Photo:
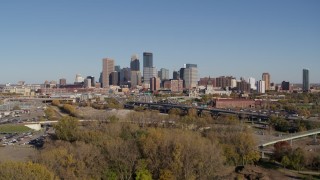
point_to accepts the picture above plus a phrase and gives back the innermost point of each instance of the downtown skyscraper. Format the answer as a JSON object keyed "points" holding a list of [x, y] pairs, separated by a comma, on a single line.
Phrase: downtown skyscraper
{"points": [[148, 70], [107, 69], [266, 79], [305, 80]]}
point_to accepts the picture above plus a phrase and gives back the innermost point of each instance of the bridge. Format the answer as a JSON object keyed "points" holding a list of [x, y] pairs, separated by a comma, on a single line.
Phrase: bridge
{"points": [[291, 137], [165, 108]]}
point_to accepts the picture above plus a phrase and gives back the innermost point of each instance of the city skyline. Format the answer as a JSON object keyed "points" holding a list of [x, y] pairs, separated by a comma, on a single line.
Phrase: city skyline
{"points": [[52, 40]]}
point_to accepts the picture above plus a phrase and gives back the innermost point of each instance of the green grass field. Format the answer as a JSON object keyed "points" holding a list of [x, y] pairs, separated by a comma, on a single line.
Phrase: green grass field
{"points": [[13, 128]]}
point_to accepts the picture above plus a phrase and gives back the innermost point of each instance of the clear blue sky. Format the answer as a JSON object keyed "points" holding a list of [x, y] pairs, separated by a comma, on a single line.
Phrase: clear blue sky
{"points": [[47, 40]]}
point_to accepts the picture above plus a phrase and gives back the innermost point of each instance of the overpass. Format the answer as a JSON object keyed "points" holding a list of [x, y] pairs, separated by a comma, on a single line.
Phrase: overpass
{"points": [[165, 108], [291, 137]]}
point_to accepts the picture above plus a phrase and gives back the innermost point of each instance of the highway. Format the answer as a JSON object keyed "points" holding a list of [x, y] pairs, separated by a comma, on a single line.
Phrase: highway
{"points": [[291, 137], [214, 111]]}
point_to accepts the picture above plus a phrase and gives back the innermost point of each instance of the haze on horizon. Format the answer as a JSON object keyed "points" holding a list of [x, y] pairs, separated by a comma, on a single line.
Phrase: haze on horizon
{"points": [[51, 40]]}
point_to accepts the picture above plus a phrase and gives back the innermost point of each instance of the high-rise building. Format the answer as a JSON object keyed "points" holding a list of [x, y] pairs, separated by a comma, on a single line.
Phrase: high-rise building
{"points": [[285, 86], [125, 76], [176, 75], [175, 85], [117, 68], [62, 82], [305, 80], [107, 69], [224, 81], [252, 82], [204, 81], [135, 79], [267, 80], [135, 63], [93, 82], [163, 74], [261, 86], [147, 59], [149, 72], [191, 65], [243, 86], [155, 83], [79, 79], [114, 78], [190, 77], [148, 69], [87, 83], [233, 82], [181, 73]]}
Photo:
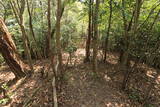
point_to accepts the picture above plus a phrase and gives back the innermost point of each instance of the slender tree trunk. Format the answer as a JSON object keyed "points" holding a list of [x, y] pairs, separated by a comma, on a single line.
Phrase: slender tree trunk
{"points": [[133, 33], [108, 31], [95, 38], [48, 38], [8, 51], [18, 12], [58, 37], [38, 55], [88, 41]]}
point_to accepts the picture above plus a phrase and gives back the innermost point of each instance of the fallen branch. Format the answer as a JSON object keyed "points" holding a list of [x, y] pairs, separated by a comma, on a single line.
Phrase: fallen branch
{"points": [[27, 102]]}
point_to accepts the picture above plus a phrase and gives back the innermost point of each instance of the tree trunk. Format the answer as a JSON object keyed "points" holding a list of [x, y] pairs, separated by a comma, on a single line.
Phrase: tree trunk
{"points": [[58, 37], [48, 38], [88, 42], [108, 31], [95, 38], [38, 55], [8, 51]]}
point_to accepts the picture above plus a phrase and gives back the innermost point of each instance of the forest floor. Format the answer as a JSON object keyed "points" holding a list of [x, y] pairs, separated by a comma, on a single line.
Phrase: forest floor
{"points": [[82, 87]]}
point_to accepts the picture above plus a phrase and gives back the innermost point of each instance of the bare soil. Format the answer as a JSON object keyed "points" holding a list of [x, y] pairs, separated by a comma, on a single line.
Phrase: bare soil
{"points": [[81, 87]]}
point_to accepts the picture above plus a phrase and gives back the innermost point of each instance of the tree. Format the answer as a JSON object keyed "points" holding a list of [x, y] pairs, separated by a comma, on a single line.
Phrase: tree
{"points": [[48, 39], [108, 30], [95, 37], [8, 51], [18, 10], [88, 41], [30, 13], [58, 37]]}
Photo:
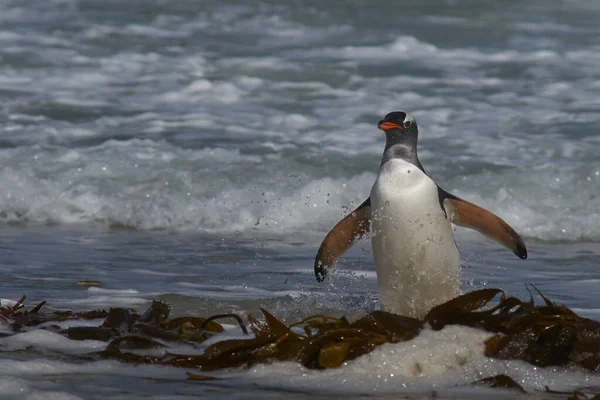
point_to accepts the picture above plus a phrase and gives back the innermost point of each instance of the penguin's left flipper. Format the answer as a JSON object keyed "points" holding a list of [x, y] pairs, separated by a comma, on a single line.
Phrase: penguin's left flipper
{"points": [[341, 237], [469, 215]]}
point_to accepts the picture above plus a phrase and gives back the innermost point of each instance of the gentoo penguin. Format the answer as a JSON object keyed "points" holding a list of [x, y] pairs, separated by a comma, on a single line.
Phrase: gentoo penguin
{"points": [[409, 216]]}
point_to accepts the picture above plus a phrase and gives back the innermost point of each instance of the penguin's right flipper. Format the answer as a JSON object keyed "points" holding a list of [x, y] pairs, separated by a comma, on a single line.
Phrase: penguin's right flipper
{"points": [[469, 215], [343, 235]]}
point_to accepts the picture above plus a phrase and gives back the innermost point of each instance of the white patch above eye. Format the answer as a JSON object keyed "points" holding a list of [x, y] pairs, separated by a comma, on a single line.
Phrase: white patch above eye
{"points": [[409, 118]]}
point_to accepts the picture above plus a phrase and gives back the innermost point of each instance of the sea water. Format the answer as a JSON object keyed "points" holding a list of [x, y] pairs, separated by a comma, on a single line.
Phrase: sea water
{"points": [[198, 152]]}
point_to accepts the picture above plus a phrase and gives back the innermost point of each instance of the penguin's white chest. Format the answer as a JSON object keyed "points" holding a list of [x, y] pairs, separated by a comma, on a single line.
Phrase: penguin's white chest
{"points": [[418, 265]]}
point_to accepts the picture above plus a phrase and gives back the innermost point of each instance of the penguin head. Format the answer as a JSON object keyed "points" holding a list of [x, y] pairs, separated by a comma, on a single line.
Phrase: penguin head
{"points": [[401, 134], [399, 123]]}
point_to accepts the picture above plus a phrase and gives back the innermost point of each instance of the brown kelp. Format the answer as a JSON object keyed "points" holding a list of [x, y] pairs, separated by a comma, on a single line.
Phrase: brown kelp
{"points": [[543, 335]]}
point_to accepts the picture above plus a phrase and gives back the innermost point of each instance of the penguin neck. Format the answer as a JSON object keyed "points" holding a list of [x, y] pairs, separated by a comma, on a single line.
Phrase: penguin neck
{"points": [[403, 148]]}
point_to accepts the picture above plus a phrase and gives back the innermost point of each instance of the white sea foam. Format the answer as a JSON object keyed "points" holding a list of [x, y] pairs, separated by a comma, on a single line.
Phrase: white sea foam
{"points": [[440, 361]]}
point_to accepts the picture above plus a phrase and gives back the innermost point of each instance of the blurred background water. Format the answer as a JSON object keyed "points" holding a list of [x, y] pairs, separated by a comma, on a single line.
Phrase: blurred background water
{"points": [[198, 151]]}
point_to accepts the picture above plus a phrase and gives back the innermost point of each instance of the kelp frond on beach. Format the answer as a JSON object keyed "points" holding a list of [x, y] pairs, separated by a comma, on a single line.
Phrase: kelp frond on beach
{"points": [[543, 335]]}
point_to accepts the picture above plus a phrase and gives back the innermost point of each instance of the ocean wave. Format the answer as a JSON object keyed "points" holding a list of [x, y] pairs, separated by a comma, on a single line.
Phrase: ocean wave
{"points": [[145, 184]]}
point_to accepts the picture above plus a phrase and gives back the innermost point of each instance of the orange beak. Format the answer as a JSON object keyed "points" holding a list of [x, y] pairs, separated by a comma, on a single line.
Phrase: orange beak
{"points": [[385, 125]]}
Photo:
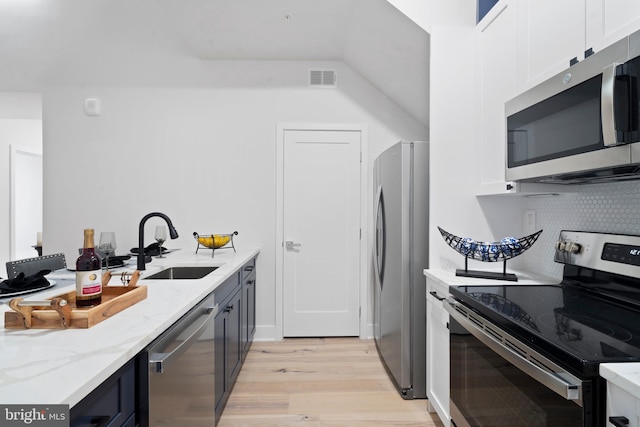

· · · · ·

▸ **Assignment**: Word for word, restate all of the data, but do not copy the pictures.

▸ **Response area**:
Photo:
point_to accepts the picture above plus a phrase and gives back the innermost point of each instance of the downtown skyscraper. Format the answer as a JSON object keyed "points" holding a list of [x, y] pairs, separated by a comma, on a single line.
Phrase: downtown skyscraper
{"points": [[148, 70], [107, 69], [266, 79], [305, 80]]}
point_to accepts the picture above plus a phrase and gives back the innermost point of each instance of the bridge. Format the answer as a JSON object keyed "points" holding a list of [x, y] pairs, separated by a comma, on a single line.
Phrase: bridge
{"points": [[291, 137], [165, 108]]}
point_to accepts the picture above plus a phrase and gives back the innermost point of each instance of the city skyline. Format the answer as a JSON object keyed "points" holding a list of [x, y] pairs, separated by a comma, on a single line.
Phrase: city skyline
{"points": [[52, 40]]}
point_to accepts the picture above plus a phrase and gives back the innermost point of each instance of the green grass field. Format the answer as a JSON object keyed "points" holding a list of [x, y] pairs, separated by a comma, on a single line.
Phrase: green grass field
{"points": [[13, 128]]}
point_to accepts the picture above plus a phrase and gives back the innermost point of each instance of the clear blue sky. Format the answer as a JSON object keyed "points" holding a list of [x, y] pairs, separated by a comma, on a single line.
Phrase: clear blue sky
{"points": [[47, 40]]}
point_to accepts the picture above plus a phrase and gives back the innermost point of each instance of the overpass. Format the answer as a JSON object keyed "points" holding a list of [x, y] pairs, separated by a comma, on a single line.
Phrase: overpass
{"points": [[165, 108], [291, 137]]}
point_to accepts the picture above plus a phrase and gives back the innermost point of each instance of the highway. Format the answer as a JSON object keyed "points" holding a list of [x, y] pairs, separated by a comma, on a single line.
Phrase: highway
{"points": [[291, 137], [214, 111]]}
point_to accepts the picture above plus a phrase and gives back the innermost point of each instance of the haze on horizon. Format the answer as a JSON object keyed "points" holding a list of [x, y] pairs, separated by a comma, on a single line.
Phrase: haze on horizon
{"points": [[51, 40]]}
point_to accepts the picture above plus a phrase and gives back the innermost point of each instance of the high-rise building. Format the answer as a JSON object keyed "points" holding a list of [x, y] pairs, separated by a comma, on a single line.
Phrase: high-rise building
{"points": [[285, 86], [125, 76], [176, 75], [175, 85], [117, 68], [62, 82], [305, 80], [107, 69], [224, 81], [252, 82], [204, 81], [135, 79], [267, 80], [135, 63], [93, 82], [163, 74], [261, 86], [147, 59], [149, 72], [191, 65], [243, 86], [155, 83], [79, 79], [114, 78], [190, 77], [148, 69], [87, 83], [233, 82], [181, 73]]}
Photo:
point_to accepts the picture above plus a phrase and gives back the innermost point of each instance of the slender tree trunk. Format the answer as a JSON object keyed "points" holding a list of [x, y] pairs, separated by a comma, on a single line.
Phrase: slender tree trunk
{"points": [[133, 33], [108, 31], [95, 38], [48, 38], [8, 51], [18, 12], [58, 37], [38, 55], [88, 41]]}
point_to accepts the picture above plus a phrase and gives back the innermost point of each instance of the fallen branch. Format the answer as a JSON object keyed "points" holding a list of [x, y] pairs, separated by a comma, on a single line.
Phrase: fallen branch
{"points": [[27, 102]]}
point_to accepts the picture above plus a phrase and gives back the innermost point of each instance of the tree trunk. Format the answer as a JSON object keyed "points" holding a list of [x, y] pairs, separated by a comma, on a single line.
Phrase: tree trunk
{"points": [[58, 37], [48, 38], [88, 42], [108, 31], [95, 38], [38, 55], [8, 51]]}
point_to accepts the picture above plus a phrase and gives back the innermost point of each instance of the forest floor. Format the answer as a JSON object keyed "points" holding a list of [x, y] pairs, separated by a comma, on a single line.
Phrase: forest floor
{"points": [[82, 87]]}
point_to accepts the picture above plus a phrase and gives back the innermost point of each instance of the bare soil. Format the answer as a JSON object keyed "points" holding a list of [x, y] pairs, separated by a comma, on a single line.
Phrase: bare soil
{"points": [[81, 87]]}
point_to accepts the picture above plus a phrase and gives back the innermost point of each instance of the tree. Format the answer as a JSON object keyed "points" holding a list of [x, y] pairs, separated by a comma, on a single line.
Phrase: tree
{"points": [[48, 39], [108, 30], [95, 37], [8, 51], [18, 10], [88, 41], [30, 13], [58, 37]]}
Photo:
point_to accepts the picture above plus a phrase and gives back the innermost point of each instance of the penguin's left flipper. Format the answer as a JSON object keyed "points" holding a list of [x, y] pairs, separated by a comma, on a single line.
Phrase: penguin's left flipper
{"points": [[341, 237], [469, 215]]}
point_to accepts the picture above plus a phrase and gives back the innermost point of each instance of the gentoo penguin. Format the answer as a JSON object keyed "points" holding a list of [x, y] pairs, separated by a comma, on a single line.
Phrase: gentoo penguin
{"points": [[409, 216]]}
point_to accepts the picture above plus a phrase and gives back the innermost point of each instance of the penguin's right flipper. Format the answer as a JSON object keyed "points" holding a list of [x, y] pairs, separated by a comma, on a single line.
Phrase: penguin's right flipper
{"points": [[469, 215], [343, 235]]}
point_to accepts the picture above plus a phrase and gives back the innermost point of each instance of the white patch above eye. Format the answer as a JSON object keyed "points" holding a list of [x, y] pairs, separated by a comma, on a single line.
Phrase: white patch above eye
{"points": [[409, 118]]}
point_to accepts the picture above plus a phrase and gives back the innermost point of each instance of the sea water. Format the answer as a JSON object keyed "points" holding a list of [x, y] pairs, separated by a comma, on a single line.
Phrase: sea water
{"points": [[198, 152]]}
point_to accepts the picture above plus a phrase and gives back the innermost point of each instance of the penguin's white chest. Format the answer as a JSON object keyed "points" holding a list of [x, y] pairs, separated by a comma, on a single line.
Phrase: penguin's white chest
{"points": [[418, 265]]}
point_to accepts the picture above plus a phrase and gives back the innermost point of each instance of the penguin head. Format the answer as a JSON object keyed "points" holding a list of [x, y] pairs, separated by a comma, on a single line.
Phrase: penguin head
{"points": [[401, 134], [399, 123]]}
point_to accepts the picture above plus a phrase and gives back the innermost point of each instance of the brown kelp. Format the answer as a JSON object keyed "points" holding a list of [x, y] pairs, separated by a comma, on a single line.
Phrase: brown kelp
{"points": [[543, 335]]}
point_to accepts the picture above plus a phrase and gives back the innermost point of each instance of the penguin neck. Format the answer as a JSON object keyed "points" holding a list of [x, y] pairs, separated by a comma, on a single line.
Phrase: penguin neck
{"points": [[403, 148]]}
point_to accepts the picture above plus a phrase and gives back the innermost point of each instance of the white sea foam. Format the answer as a JSON object keyed "points" holding a list of [x, y] pairs, separated by a comma, on a single line.
Phrase: white sea foam
{"points": [[440, 361]]}
point_to accepts the picture above plus a phrase and gives back the innermost point of each instance of the blurred background water. Format the answer as a JSON object keyed "points" holding a list of [x, y] pairs, separated by a comma, on a single line.
Phrase: blurred background water
{"points": [[198, 151]]}
point_to accepts the picture above plus a phrase and gives back the innermost point of each instance of the kelp frond on beach. Format the answer as a JSON object keyed "points" holding a list of [x, y] pairs, separated by a comma, on a single line.
Phrase: kelp frond on beach
{"points": [[543, 335]]}
point_to accepts the picture above plus a phrase and gives back the innermost point of each instance of the ocean wave. Format the answer as a JSON object keyed "points" holding a list of [x, y] pairs, separated by a comma, on a single line.
Phrase: ocean wave
{"points": [[145, 184]]}
point_to accepts the picture above plus a phrase and gives back the innermost point of each instance of the orange beak. Format the answer as a JSON object keyed "points" holding a list of [x, y] pairs, separated by a comma, on a single line.
Phrase: orange beak
{"points": [[385, 125]]}
Photo:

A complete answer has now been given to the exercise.